DIRECTIONS → Resume the passage on the new Companies Act and annual general meetings, beginning after its final sentence.

EXTRACTED TEXT →
____________________
However, public companies remains the same that are required to hold an AGM in
every calendar year (q3solutions,
2017).

The
rationale of the changes in the new CA is
to ensure that the duty and responsibilities of the directors are carried out and
to meet their fiduciary duties. Also, the changes made in the CA 2016 is to
promote the enhancing internal control, corporate governance and corporates
social responsibility (Nee. E, 2017). Before that,
shareholders have limited right, thus especially to encourage the shareholders
involved in the daily operational of the company (Nee.
E, 2017).
The purposes of New Act
is to provide all the process and provisions necessary for the smooth running
of a company. Consequently, AGM is removing the mandatory requirement for
private companies to hold AGMs. There is the different between the old act 1965
as all meetings of private companies are known as meeting
of members in the new act
2016. The decisions process for private
companies can be made done by the written resolutions. However, a resolution to
remove an auditor or a director before the expiration of his term of office cannot
be passed as a written resolution (Kensington,
2017).
____________________
(Named region outline records)
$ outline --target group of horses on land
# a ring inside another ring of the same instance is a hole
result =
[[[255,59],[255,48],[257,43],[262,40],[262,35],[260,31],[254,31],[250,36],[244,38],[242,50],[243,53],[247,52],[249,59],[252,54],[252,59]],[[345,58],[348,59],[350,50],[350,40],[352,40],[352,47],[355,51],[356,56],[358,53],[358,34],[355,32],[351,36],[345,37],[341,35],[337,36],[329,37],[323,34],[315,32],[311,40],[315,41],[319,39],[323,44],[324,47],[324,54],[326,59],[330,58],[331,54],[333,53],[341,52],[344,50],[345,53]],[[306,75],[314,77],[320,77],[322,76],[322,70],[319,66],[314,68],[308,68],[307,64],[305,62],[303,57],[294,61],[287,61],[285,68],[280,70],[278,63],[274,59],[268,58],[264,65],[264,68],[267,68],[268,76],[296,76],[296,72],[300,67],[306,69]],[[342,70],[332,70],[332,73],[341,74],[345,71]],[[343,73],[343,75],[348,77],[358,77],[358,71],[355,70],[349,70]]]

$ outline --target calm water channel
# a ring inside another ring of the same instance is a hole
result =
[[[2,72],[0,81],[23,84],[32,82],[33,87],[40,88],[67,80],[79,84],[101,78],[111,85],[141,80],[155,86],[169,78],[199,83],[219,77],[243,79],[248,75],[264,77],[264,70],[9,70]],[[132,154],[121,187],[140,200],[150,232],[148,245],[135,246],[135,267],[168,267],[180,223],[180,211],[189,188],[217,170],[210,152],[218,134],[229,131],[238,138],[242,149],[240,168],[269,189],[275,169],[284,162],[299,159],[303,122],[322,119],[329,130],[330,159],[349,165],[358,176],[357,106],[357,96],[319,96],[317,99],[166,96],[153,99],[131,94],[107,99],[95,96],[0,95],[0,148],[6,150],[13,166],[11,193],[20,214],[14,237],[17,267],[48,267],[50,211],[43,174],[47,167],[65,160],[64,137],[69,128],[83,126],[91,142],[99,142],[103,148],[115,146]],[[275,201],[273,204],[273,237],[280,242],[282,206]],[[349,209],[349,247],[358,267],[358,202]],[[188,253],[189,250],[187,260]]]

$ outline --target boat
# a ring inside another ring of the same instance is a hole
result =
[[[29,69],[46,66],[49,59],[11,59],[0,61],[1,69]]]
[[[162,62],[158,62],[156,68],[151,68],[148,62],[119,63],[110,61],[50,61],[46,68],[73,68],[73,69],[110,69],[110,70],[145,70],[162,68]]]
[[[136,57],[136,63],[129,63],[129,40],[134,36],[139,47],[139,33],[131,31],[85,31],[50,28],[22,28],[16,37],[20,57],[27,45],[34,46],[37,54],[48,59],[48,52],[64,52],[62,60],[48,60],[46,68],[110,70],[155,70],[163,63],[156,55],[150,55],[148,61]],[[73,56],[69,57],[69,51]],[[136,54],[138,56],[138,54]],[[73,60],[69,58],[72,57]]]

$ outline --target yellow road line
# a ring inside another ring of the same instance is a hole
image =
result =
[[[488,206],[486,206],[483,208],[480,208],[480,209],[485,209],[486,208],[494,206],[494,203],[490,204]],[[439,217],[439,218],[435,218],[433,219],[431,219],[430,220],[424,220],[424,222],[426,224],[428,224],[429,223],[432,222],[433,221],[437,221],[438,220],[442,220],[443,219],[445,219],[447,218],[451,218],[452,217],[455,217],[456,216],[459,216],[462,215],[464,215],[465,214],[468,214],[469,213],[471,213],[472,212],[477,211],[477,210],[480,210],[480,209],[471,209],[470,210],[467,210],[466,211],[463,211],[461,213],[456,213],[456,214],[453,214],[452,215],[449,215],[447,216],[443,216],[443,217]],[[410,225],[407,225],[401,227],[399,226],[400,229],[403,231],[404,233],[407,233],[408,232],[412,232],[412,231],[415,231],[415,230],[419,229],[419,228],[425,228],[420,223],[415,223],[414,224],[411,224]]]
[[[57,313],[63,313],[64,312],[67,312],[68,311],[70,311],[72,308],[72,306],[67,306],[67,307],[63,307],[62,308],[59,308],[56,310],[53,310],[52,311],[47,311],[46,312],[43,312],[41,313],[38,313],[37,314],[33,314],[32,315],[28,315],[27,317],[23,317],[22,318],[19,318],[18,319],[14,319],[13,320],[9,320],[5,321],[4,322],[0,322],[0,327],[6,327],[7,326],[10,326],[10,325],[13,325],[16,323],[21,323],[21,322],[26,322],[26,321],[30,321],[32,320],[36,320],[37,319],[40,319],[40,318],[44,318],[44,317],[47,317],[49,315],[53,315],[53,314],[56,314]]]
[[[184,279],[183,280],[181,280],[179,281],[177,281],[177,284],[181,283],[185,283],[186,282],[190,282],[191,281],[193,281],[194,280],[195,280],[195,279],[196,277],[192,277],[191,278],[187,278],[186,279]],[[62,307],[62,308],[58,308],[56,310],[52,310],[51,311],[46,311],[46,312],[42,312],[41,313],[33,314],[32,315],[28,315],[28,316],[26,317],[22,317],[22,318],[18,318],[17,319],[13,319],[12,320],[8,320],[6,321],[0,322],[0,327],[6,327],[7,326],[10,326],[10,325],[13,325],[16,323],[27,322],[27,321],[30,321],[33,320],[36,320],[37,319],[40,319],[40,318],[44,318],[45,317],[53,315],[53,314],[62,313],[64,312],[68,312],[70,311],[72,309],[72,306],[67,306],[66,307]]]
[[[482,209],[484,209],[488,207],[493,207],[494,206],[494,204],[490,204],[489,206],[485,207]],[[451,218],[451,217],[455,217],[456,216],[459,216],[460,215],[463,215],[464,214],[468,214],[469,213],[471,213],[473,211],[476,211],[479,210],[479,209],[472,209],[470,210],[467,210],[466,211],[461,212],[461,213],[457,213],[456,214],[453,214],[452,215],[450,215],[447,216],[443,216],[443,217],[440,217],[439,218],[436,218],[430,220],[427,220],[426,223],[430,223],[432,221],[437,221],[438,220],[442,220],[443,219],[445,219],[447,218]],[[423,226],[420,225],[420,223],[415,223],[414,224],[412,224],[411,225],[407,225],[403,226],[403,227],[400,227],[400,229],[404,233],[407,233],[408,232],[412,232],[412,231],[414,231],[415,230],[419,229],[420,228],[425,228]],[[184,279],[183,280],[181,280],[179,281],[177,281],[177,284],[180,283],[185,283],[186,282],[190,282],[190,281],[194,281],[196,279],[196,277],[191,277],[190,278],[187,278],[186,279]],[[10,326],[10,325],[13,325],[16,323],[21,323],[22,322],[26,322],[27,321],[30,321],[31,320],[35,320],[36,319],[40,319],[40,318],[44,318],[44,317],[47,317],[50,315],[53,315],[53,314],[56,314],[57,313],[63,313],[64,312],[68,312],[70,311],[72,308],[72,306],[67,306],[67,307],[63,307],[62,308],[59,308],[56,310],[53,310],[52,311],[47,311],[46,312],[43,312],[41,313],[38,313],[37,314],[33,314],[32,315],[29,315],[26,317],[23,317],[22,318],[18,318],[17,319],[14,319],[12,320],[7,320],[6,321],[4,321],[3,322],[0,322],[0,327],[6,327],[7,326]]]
____________________
RESPONSE TO THIS EXERCISE →
Under the new
CA, there are various policies that have impact on the private companies. The
abolishment of AGM in private company has impacted the business,
such as all
the necessary process and procedure has to distribute separately such as the
election of auditors, lodgment of annual returns and the tabling of audited
financial statements as well as the election and retirement of directors, and not
tied to the holding of an AGM for private companies (Zico law, 2015). Besides that, even though the members do
not have the benefit of the forum of a general meeting to discuss and question
the board of directors on such statements, but they still have a right to
obtain audited financial statements (Zico law, 2015). Furthermore, the
requirement of unanimous consent for members’ written resolutions for private
companies has been removed in the CA 2016. This means that the unanimous
consent no longer required for members’ written resolution for private
companies (Zico
law, 2015). It is compulsory to pass a written resolution that is signed by the
required majority of eligible members within 28 days from the circulation date (Zico law, 2015).

When the AGMs is
removed from the new CA 2016, it allowed
private companies to reduce cost of doing businesses. As it is not necessary to
pay to appoint a company secretary at the point of incorporation (Nee.
E, 2017).  As
the private companies do not need to convene AGM, then all the decision can be made by written
resolution and the notice for the meeting can be sent through electronically (Nee. E, 2017). This can be clarified as the cost- effective
measures. Moreover, the abolition of AGM
for private companies that drive the positive impact is to examine the entire
process and simplify the rules relating to meeting
procedures as well as provides flexibility in
managing affairs of companies in order to have a speedy incorporation process
and procedure (Isa. A, 2017).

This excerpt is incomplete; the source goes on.